(Records drawn from a dataset)
--*--

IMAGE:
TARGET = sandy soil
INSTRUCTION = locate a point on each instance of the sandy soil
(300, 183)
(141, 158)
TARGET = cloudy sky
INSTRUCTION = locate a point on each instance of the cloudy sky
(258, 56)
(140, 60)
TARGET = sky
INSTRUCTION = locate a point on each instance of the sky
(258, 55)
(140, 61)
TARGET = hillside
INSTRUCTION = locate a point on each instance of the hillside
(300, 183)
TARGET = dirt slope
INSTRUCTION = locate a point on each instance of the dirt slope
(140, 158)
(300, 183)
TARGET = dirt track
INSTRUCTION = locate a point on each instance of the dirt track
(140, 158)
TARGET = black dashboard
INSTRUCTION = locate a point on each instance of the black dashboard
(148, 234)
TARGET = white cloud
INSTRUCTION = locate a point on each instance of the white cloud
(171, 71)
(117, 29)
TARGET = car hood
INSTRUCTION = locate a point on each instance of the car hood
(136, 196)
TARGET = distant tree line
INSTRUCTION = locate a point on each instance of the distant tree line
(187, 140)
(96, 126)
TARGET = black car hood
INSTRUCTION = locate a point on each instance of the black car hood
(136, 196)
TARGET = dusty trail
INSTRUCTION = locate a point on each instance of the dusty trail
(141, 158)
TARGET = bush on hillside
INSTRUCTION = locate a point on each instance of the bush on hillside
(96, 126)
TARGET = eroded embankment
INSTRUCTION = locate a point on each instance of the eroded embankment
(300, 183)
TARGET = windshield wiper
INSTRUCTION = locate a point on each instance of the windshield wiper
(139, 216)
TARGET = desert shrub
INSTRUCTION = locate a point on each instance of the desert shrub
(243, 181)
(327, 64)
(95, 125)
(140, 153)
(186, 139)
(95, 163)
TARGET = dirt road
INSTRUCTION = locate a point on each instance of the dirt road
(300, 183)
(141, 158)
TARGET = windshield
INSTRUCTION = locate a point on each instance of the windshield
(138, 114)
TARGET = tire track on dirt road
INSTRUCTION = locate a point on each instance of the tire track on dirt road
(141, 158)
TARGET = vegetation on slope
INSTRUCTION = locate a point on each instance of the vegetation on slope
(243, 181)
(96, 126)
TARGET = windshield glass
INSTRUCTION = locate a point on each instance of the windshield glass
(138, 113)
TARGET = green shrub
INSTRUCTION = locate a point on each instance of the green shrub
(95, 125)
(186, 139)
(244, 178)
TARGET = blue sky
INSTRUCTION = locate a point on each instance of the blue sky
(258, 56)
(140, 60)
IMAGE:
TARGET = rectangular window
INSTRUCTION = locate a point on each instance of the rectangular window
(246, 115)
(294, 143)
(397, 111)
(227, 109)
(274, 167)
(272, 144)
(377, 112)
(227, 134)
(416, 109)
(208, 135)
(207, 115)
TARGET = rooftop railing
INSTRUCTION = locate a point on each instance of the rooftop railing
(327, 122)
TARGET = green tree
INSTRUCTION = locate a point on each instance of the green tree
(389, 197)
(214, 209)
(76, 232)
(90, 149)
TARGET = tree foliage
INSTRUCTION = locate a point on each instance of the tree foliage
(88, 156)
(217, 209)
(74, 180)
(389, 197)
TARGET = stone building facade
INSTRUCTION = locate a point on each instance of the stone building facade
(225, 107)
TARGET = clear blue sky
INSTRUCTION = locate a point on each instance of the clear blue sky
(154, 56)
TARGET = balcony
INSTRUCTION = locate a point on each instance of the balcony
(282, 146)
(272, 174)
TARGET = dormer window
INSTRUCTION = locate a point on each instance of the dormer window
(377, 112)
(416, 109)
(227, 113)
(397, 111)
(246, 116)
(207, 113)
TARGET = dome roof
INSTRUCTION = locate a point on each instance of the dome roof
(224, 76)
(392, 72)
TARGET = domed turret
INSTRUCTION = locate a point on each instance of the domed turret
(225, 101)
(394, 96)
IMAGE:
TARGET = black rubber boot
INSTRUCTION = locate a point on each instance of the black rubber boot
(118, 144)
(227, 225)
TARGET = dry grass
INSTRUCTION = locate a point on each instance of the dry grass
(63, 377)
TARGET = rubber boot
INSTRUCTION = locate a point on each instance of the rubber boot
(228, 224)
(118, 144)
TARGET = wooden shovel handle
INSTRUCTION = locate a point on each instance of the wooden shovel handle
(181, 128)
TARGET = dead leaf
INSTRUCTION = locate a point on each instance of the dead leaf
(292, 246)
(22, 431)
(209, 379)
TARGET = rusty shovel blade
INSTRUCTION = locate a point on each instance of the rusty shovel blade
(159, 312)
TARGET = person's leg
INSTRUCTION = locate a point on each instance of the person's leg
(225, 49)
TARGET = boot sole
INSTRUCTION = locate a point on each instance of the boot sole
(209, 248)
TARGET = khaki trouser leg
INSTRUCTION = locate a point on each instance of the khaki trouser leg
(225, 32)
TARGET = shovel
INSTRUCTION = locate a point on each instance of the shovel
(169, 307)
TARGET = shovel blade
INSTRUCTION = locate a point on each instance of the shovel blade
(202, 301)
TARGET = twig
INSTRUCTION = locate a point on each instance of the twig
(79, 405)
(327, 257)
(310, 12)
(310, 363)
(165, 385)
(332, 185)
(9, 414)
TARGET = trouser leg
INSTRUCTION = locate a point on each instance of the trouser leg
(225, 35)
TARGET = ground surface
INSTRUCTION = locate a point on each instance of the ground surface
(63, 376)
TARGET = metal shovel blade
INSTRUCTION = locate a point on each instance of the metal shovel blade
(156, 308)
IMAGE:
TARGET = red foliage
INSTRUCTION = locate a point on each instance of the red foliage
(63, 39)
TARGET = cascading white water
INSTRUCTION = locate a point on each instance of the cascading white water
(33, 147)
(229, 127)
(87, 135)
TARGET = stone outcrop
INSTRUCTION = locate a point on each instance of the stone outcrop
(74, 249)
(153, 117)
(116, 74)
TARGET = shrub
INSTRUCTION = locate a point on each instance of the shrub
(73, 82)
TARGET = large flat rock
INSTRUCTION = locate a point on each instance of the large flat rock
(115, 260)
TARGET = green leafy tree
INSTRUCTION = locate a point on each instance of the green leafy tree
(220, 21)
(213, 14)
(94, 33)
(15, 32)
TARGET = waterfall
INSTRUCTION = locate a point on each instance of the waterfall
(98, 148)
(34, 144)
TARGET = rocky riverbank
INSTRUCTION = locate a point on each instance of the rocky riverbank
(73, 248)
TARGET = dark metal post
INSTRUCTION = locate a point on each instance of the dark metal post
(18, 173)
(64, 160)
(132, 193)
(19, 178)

--*--

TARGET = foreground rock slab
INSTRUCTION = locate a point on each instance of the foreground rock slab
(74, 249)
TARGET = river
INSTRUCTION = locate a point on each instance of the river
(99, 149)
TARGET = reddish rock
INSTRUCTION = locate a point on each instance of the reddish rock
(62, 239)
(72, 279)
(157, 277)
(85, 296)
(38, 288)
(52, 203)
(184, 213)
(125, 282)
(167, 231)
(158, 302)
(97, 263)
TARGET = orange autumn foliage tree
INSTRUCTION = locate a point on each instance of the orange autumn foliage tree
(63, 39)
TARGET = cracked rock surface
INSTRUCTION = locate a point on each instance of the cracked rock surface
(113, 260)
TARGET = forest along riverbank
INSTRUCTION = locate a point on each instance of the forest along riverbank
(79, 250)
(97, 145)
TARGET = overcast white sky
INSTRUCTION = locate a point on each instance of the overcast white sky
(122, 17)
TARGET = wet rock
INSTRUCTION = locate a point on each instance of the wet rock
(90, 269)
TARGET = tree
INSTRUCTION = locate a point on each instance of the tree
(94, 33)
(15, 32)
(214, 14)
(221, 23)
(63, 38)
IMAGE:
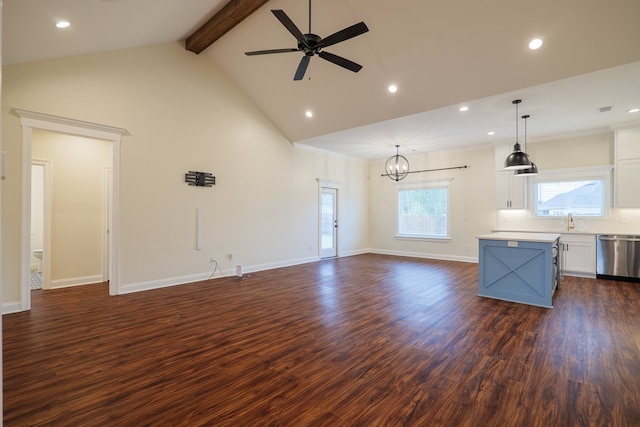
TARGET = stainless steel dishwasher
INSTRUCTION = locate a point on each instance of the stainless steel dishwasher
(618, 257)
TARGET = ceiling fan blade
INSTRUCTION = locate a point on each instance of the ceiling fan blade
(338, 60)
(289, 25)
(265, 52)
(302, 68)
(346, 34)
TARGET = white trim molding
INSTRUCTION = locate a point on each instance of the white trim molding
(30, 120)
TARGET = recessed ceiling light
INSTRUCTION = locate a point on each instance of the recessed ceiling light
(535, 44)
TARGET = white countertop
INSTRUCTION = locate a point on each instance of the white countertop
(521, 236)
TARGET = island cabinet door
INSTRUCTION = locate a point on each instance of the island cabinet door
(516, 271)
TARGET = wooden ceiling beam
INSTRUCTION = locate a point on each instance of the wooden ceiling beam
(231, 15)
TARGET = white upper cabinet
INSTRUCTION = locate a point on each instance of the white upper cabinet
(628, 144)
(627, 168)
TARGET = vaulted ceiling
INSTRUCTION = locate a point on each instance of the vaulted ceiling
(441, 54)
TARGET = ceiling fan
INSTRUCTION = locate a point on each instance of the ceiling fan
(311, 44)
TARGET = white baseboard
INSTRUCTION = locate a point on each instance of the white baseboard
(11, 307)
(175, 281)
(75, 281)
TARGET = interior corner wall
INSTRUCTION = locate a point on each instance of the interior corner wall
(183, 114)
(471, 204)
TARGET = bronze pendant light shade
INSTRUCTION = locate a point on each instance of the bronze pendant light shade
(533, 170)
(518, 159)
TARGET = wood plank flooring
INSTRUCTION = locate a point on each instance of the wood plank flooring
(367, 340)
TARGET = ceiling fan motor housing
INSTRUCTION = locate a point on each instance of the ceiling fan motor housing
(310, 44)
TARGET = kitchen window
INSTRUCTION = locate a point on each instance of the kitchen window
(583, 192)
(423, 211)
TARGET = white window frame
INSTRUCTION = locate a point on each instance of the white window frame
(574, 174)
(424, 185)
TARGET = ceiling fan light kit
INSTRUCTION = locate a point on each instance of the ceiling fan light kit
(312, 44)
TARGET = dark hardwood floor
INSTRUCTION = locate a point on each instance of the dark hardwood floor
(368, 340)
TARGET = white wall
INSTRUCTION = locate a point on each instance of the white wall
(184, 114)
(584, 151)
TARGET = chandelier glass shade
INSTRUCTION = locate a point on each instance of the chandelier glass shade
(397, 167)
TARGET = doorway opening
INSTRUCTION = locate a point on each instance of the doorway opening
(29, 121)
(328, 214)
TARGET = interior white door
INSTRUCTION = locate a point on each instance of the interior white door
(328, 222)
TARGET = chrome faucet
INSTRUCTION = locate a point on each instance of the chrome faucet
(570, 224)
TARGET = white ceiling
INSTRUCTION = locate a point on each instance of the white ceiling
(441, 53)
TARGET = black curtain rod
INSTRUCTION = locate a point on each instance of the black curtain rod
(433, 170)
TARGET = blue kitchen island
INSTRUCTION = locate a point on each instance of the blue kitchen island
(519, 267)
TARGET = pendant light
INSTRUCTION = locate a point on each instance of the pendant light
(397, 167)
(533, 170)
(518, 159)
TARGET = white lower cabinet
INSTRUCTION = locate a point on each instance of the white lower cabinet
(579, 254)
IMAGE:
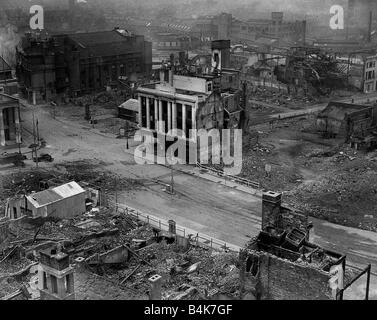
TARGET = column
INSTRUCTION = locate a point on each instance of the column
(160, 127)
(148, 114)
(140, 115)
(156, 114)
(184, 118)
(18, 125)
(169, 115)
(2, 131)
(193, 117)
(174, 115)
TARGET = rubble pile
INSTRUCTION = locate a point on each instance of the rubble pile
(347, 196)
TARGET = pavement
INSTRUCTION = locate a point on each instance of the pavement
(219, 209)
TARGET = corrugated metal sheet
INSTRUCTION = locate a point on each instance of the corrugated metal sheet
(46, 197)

--*--

From the records above, print exactly the lines that run from the line with "INSTRUCTION = locate a point on each instance of the rectangular" to the line with "TARGET = tree foliage", inclusive.

◆ SOLUTION TO THIS TASK
INSTRUCTION = locate a point on each instance of the rectangular window
(246, 115)
(294, 143)
(397, 111)
(227, 109)
(274, 167)
(272, 144)
(377, 112)
(227, 134)
(416, 109)
(208, 135)
(207, 115)
TARGET = rooftop railing
INSTRUCTION = locate a point on each instance of the rooftop railing
(327, 122)
TARGET = green tree
INSTRUCTION = locate a point on each instance of the green tree
(389, 197)
(214, 209)
(76, 232)
(90, 149)
TARGET = tree foliage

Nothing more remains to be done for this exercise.